Exercise data:
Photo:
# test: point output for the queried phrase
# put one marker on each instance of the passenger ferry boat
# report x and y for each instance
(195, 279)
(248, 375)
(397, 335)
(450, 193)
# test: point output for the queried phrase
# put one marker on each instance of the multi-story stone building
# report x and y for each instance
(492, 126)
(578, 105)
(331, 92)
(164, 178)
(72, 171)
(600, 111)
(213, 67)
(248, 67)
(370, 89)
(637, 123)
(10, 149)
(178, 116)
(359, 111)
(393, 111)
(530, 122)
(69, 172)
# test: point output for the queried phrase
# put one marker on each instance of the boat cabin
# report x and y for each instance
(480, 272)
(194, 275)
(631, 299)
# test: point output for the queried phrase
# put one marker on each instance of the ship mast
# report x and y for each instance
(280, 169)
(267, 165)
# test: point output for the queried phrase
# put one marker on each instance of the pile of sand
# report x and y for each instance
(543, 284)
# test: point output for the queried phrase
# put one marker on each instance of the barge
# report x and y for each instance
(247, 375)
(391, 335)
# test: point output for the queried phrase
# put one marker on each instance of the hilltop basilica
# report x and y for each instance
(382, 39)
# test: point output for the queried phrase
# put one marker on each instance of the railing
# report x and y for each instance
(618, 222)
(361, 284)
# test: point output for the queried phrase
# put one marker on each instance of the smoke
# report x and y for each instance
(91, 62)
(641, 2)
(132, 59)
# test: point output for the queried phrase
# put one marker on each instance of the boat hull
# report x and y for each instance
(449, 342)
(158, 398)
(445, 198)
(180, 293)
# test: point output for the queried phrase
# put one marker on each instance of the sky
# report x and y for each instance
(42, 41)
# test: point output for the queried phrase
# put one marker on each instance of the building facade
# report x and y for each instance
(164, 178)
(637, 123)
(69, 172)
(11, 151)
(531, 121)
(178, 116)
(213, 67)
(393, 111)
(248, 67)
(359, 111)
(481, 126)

Task directions:
Each record must be repeated exactly as it is.

Answer for this exercise:
Photo:
# test: point output for the queried phrase
# put one marker on each instance of the passenger ferry boat
# report x and y for each instance
(195, 279)
(248, 375)
(397, 335)
(450, 193)
# test: point output for the queried phrase
# put one marker on each instance of the multi-story stone building
# report x and y for each instance
(492, 126)
(578, 105)
(331, 92)
(164, 178)
(72, 171)
(600, 111)
(213, 67)
(248, 67)
(370, 89)
(637, 123)
(10, 149)
(178, 116)
(359, 111)
(393, 111)
(530, 122)
(69, 172)
# test: point output for the queried phrase
# put one marker on each instance of the boat cabin
# report x and y for each instance
(480, 272)
(194, 275)
(631, 299)
# test: point output for the queried phrase
# put one marker on each instance of the ship mast
# report x and y for each instance
(280, 169)
(267, 165)
# test: point output for the queried phrase
# put one marker on each instance of the pile of sand
# report x and y for each instance
(543, 284)
# test: point output for the queried phrase
# put one marker on each instance of the barge
# report x and y for each instance
(247, 375)
(391, 335)
# test: point output for the queried phrase
# put one marker on each instance of the hilltop basilica
# report x and y for each instance
(382, 39)
# test: point output for the queried phrase
# put one marker on each instance of the railing
# report x and y for each instance
(618, 222)
(361, 284)
# test: point output for the queried phrase
# put one marker on each instance of the smoke
# report x and y for each instance
(91, 62)
(641, 2)
(132, 59)
# test: point output for the queried phrase
# put one marker on each instance of the boat hull
# report x and y for each instance
(449, 342)
(158, 398)
(445, 198)
(180, 293)
# test: point output for the queried phrase
# put one marker on each instance of the sky
# report x and y for each instance
(42, 41)
# test: point output for the queried phrase
# put one marker on each instance of the building facade
# report x and y for each instance
(164, 178)
(637, 123)
(69, 172)
(11, 151)
(531, 121)
(178, 116)
(213, 67)
(393, 111)
(248, 67)
(359, 111)
(481, 126)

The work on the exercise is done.